▶ _Selected excerpt_:
In a shocking and uncharacteristic turn of events, I recently went and socialised with actual human beings out in the physical world.
Fear not, though; it wasn’t as fearful and distressing as it could have been, because rather than have to be ourselves the entire time (an often difficult endeavour), we decided to interact mostly in another world. Though we did chat about real-life stuff, being responsible adults and all that nonsense, the bulk of our time was spent living out the adventures of figures from One Thousand and One Nights, which we achieved by playing the rather good board game Tales of the Arabian Nights.

I’m almost entirely new to tabletop games, board games (the ones more complicated than what I suppose you’d call ‘family games’, anyway), non-video-game RPGs and all that fun stuff, so this was an introductory session for me to get to grips with the whole thing while also being out and interacting with other humans for the first time in years. I’ve had an interest in getting more into games of this type for a while now – Adventure Rules talks about them from time to time and I always find it fascinating, and I’m also getting pretty heavily into listening to/ watching play sessions of D&D et cetera – and my first session did not disappoint.
I think what I’m going to do is basically just run down how the game works, how my first session with it transpired, and what my thoughts were. I don’t have enough knowledge of the genre to be able to compare it to others or to make any sort of really intelligent analysis points, but I can certainly tell you whether I thought things worked or didn’t work.
Tales of the Arabian Nights is set loosely within the same sort of continuity, as it were, as One Thousand and One Nights (also sometimes known as the Arabian Nights, unsurprisingly), the famed collection of Middle Eastern folk tales. As you might already know, the stories within One Thousand and One Nights are framed as tales told by a woman named Scheherazade. She’s in a bit of a bind in that for various sultan-y reasons, she’s just become the latest bride of a sultan who kills each of his wives the morning after their marriage so they can never dishonour him (or something like that; I’m not particularly familiar with the Nights, I’m afraid!); her tactic to avoid death is to tell the sultan a story each night and end on a cliffhanger, so that he’ll have to keep her alive until the next day to finish the story. Whereupon, of course, she starts a new one, rinse and repeat for a thousand and one nights until he decides maybe he’ll just not kill her.
Her tactic works, and the many tales she spins throughout this period are the ones recounted in the collection. They’re a diverse bunch of tales, but include a lot of figures and ideas that have worked their way into wider mythological awareness: you’ve got Aladdin, of course, Sinbad, Ali Baba, and broader strokes like the whole genie-in-a-lamp thing and various djinn, ghouls and other fantastical beings.

▶ _Record list_:
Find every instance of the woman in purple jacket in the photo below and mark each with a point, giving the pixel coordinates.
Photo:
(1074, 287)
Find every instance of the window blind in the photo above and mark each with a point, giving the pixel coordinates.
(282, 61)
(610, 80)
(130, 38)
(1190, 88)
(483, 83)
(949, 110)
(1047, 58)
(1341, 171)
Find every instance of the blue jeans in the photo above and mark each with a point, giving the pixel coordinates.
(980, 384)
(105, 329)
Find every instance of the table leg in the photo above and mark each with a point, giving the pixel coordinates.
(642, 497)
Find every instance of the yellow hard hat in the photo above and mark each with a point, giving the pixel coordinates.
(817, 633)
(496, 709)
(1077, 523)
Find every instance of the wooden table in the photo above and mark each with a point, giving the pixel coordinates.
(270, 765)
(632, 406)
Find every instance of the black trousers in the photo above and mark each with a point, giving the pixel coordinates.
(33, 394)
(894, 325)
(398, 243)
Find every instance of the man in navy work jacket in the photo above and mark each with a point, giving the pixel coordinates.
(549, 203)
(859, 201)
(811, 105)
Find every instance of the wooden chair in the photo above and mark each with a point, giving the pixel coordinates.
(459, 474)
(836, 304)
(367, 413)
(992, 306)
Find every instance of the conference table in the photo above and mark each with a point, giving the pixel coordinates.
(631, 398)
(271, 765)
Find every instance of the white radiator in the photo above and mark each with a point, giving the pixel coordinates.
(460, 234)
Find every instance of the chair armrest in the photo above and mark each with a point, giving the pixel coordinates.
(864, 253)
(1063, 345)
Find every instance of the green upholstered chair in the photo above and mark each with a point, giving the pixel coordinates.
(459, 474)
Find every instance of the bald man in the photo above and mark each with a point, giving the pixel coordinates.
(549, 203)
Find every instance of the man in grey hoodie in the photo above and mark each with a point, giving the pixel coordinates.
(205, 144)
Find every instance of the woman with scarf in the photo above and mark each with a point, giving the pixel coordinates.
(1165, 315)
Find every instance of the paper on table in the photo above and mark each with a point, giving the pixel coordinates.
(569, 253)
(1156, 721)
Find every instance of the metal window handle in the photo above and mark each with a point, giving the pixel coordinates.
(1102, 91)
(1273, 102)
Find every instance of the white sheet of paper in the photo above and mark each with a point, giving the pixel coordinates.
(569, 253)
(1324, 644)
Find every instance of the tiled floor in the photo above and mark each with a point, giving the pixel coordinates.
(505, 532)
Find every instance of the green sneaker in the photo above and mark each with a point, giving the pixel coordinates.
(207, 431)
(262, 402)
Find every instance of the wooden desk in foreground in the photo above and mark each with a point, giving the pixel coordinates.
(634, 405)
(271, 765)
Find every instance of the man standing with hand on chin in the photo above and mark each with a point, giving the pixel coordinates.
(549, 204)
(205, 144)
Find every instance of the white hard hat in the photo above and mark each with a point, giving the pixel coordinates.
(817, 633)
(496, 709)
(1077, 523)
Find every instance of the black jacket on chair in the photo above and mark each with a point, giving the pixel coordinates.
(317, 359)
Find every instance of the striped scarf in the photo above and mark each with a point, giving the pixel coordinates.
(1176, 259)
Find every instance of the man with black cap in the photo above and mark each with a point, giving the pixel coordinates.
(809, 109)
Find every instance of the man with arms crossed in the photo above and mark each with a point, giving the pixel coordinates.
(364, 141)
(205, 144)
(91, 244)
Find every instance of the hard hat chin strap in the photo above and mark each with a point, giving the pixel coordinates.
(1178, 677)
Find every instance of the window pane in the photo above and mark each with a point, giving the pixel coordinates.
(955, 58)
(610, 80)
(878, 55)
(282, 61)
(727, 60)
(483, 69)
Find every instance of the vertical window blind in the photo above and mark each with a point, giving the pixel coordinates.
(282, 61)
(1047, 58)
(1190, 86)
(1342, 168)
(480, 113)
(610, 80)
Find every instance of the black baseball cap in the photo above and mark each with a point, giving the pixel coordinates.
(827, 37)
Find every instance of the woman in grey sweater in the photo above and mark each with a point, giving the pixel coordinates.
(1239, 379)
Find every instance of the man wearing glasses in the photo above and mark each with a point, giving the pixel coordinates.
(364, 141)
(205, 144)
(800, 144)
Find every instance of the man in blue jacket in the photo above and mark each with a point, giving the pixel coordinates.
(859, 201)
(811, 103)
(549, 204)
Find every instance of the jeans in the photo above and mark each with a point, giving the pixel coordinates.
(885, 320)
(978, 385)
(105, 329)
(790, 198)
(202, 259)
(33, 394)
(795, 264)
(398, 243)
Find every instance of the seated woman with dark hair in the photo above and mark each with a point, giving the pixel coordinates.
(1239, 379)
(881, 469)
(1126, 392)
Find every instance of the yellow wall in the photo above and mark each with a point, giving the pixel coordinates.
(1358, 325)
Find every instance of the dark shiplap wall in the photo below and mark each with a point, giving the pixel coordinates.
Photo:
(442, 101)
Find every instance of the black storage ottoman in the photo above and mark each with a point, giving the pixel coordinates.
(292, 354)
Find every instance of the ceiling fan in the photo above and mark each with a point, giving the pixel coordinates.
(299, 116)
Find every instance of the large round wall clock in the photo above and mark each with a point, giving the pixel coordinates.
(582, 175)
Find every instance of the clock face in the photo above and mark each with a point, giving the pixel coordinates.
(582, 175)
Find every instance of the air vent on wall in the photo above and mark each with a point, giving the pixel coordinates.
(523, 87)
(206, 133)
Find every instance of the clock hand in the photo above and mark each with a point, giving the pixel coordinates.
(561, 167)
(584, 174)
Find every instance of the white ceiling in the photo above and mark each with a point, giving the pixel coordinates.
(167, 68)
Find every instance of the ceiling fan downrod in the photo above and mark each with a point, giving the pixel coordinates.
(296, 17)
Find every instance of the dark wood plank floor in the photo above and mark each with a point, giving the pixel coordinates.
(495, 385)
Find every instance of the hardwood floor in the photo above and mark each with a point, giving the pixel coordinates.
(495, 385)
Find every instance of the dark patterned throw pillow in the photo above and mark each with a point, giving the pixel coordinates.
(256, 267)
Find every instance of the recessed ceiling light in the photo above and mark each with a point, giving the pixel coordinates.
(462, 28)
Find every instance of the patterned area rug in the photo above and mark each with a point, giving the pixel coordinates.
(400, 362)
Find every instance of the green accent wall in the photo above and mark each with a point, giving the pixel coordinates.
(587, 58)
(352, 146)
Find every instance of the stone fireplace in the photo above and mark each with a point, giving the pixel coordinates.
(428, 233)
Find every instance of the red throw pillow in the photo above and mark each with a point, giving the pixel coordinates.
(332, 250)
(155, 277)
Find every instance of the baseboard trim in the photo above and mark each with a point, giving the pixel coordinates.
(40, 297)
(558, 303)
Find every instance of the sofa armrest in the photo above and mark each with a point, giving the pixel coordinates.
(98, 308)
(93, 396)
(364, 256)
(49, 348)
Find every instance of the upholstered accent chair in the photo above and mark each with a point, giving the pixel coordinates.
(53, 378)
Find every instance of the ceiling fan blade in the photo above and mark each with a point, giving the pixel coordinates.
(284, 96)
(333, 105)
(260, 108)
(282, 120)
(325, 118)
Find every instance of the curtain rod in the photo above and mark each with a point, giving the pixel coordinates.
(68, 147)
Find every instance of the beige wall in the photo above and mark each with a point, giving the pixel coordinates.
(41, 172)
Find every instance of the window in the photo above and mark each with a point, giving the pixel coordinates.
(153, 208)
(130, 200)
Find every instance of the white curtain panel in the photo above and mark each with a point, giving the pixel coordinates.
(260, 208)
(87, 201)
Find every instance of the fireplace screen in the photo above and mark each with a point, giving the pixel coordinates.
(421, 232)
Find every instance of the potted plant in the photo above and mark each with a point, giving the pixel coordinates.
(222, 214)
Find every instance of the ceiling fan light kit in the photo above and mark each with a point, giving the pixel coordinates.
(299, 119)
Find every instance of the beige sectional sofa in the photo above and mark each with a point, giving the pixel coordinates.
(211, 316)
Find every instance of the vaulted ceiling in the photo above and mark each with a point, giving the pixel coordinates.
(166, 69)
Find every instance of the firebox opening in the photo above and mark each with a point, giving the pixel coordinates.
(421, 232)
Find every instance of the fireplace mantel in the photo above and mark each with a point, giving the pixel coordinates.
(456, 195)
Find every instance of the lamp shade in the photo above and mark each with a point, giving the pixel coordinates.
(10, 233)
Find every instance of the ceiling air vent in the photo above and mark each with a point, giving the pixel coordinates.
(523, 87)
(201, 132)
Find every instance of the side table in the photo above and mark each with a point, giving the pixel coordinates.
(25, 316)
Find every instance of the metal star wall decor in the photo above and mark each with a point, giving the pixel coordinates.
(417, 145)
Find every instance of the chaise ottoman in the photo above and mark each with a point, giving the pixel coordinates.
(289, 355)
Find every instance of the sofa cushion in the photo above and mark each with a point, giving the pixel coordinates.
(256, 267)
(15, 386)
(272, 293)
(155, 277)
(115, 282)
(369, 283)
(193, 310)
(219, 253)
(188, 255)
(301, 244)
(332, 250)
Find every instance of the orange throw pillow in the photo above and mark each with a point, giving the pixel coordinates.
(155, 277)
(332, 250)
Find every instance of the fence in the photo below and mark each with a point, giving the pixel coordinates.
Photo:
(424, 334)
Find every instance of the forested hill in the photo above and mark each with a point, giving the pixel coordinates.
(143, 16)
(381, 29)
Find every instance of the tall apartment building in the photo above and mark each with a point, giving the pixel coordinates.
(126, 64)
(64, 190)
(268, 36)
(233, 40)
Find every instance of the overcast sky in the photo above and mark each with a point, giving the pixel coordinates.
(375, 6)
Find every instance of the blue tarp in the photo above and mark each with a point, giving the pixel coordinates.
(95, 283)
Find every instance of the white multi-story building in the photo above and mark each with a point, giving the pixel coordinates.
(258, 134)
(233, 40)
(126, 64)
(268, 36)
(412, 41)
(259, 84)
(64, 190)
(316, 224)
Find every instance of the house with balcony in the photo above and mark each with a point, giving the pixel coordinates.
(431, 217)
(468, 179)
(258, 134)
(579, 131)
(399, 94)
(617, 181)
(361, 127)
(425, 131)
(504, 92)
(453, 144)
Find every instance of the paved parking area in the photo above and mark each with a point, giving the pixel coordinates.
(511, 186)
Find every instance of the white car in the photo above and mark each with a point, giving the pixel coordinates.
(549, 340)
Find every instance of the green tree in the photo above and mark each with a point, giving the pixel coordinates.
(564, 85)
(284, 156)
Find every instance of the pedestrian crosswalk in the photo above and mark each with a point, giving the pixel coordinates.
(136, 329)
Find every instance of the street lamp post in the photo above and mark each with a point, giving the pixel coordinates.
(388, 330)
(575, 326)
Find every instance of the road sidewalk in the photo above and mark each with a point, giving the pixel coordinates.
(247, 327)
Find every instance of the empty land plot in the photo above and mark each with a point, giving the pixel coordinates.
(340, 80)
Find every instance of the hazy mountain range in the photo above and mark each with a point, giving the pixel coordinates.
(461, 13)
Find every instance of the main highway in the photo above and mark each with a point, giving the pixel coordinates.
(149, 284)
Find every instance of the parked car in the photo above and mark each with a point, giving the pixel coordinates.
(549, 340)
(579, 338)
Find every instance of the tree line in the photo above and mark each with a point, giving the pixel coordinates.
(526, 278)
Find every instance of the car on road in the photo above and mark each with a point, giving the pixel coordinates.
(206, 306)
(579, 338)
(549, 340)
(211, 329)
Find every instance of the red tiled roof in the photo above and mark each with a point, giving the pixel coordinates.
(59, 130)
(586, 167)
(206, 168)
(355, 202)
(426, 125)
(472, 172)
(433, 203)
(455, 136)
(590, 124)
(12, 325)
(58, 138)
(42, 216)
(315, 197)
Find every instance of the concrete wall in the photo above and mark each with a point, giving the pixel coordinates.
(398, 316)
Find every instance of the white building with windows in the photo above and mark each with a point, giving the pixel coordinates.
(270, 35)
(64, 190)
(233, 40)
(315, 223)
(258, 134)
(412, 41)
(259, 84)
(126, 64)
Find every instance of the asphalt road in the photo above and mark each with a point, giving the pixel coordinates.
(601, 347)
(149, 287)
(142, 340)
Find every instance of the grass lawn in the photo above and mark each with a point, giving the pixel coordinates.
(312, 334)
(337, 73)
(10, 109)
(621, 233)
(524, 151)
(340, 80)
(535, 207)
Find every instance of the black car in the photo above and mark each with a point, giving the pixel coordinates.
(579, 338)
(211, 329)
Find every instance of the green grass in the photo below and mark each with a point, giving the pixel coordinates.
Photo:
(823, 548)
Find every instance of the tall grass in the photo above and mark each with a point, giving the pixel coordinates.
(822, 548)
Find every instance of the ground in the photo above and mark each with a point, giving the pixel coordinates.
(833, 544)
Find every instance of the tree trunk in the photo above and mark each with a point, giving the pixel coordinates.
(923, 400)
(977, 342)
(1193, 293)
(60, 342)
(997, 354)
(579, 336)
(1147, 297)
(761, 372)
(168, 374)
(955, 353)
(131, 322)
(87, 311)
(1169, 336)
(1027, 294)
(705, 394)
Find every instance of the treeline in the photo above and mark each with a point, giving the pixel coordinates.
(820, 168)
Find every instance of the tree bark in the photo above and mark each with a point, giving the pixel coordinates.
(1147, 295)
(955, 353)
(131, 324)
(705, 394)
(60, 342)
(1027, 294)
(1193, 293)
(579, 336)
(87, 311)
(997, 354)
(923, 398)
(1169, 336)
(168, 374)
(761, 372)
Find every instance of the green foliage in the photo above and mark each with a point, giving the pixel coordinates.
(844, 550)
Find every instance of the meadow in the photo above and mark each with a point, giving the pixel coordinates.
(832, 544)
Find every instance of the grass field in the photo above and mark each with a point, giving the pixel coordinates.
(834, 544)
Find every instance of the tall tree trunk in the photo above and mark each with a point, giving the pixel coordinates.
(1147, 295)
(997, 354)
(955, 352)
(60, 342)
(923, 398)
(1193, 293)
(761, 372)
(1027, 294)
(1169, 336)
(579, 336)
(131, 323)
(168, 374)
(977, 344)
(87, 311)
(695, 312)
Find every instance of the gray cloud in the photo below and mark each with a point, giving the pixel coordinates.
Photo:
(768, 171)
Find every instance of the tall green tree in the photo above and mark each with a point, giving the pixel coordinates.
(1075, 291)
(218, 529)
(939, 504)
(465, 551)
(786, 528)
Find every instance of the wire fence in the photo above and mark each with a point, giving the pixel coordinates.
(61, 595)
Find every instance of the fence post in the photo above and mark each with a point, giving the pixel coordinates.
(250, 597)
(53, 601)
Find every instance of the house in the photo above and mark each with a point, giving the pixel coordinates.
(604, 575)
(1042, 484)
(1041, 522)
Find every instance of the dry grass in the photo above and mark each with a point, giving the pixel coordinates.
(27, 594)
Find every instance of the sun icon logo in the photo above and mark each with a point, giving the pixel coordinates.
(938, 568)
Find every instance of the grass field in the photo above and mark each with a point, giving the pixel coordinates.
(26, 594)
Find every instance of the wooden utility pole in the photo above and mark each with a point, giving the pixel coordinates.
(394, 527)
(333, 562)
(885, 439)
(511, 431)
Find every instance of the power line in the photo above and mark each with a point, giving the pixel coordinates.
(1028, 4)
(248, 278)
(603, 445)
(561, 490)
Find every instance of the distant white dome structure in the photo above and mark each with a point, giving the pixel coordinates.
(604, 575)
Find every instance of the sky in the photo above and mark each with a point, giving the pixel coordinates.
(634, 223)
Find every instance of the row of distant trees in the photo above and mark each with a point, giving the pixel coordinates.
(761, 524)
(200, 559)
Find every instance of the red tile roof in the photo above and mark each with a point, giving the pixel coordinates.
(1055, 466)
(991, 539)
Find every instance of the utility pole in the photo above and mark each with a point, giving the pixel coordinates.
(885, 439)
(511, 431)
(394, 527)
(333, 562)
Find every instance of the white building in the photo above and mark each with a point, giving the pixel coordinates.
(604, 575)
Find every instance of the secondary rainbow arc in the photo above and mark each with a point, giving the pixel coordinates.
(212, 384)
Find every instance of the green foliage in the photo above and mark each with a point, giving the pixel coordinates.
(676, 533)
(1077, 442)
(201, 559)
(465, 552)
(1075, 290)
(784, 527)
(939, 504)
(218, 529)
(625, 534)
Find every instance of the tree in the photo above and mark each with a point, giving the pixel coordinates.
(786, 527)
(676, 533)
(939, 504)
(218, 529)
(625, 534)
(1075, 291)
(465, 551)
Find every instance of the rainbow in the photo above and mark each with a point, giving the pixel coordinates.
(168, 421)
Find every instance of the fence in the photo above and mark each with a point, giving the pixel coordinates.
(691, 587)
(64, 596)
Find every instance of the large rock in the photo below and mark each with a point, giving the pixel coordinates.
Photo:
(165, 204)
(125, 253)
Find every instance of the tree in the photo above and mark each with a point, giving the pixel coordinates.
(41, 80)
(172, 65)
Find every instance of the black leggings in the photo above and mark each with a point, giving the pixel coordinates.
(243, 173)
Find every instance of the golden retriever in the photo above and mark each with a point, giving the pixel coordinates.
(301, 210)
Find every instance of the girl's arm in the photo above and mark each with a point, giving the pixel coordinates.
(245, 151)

▶ _Given problem_: From the text on Tales of the Arabian Nights, reproduce the passage starting with "I think what" and going on through "or didn’t work.", updating "genre" to "hobby".

▶ _Answer to the task_:
I think what I’m going to do is basically just run down how the game works, how my first session with it transpired, and what my thoughts were. I don’t have enough knowledge of the hobby to be able to compare it to others or to make any sort of really intelligent analysis points, but I can certainly tell you whether I thought things worked or didn’t work.